PROBLEM REQUIREMENTS: Quote every line of the records below verbatim, omitting the pictures.

DATA LISTING:

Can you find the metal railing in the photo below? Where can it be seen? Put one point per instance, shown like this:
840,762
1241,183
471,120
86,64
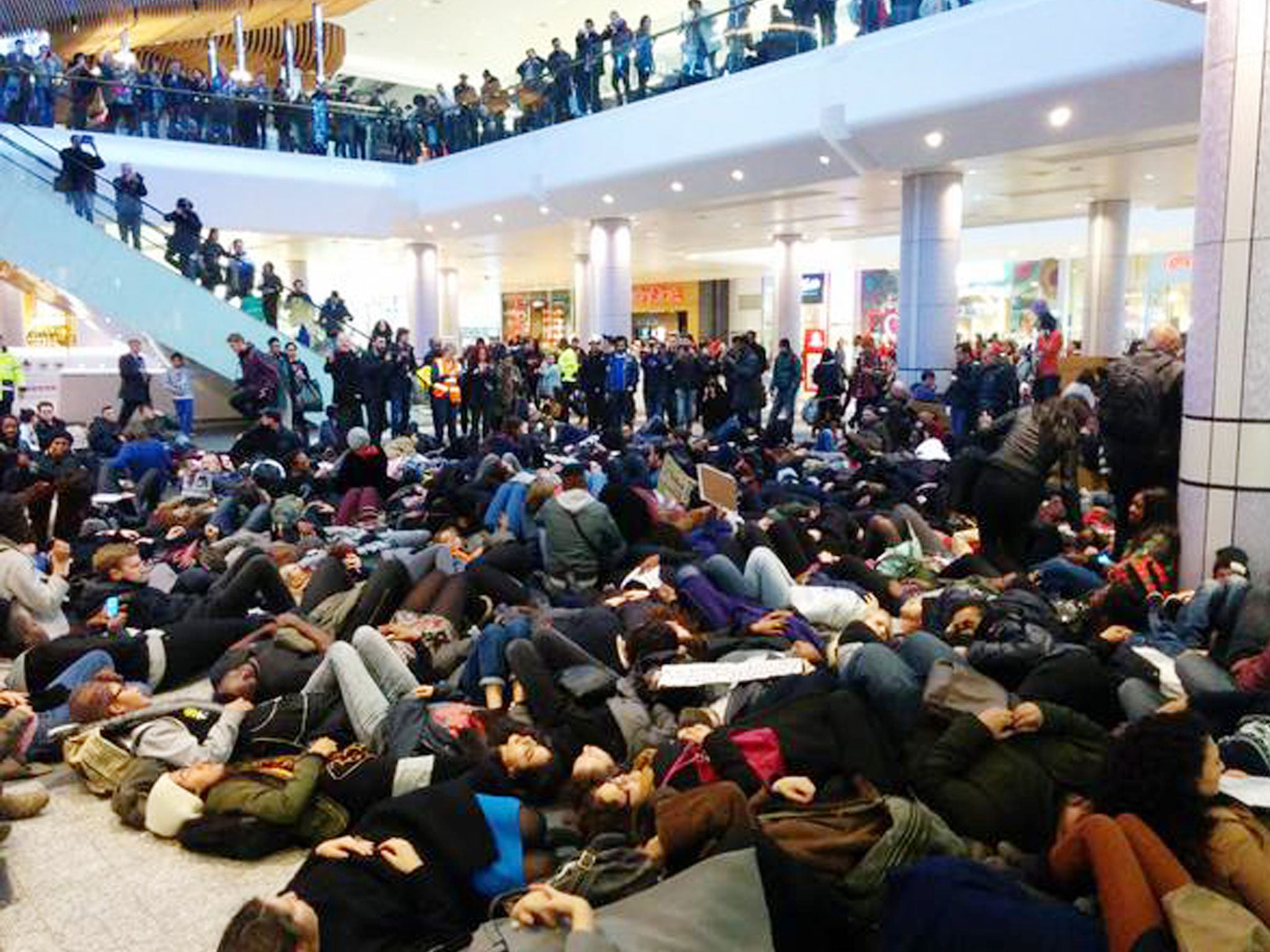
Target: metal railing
616,68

EXPECTED OUTPUT:
Can you find the metal railing in the photo below? Where can it be seen? Put one point per instance, shown like this:
840,762
1241,183
471,120
86,64
Target: metal railing
616,68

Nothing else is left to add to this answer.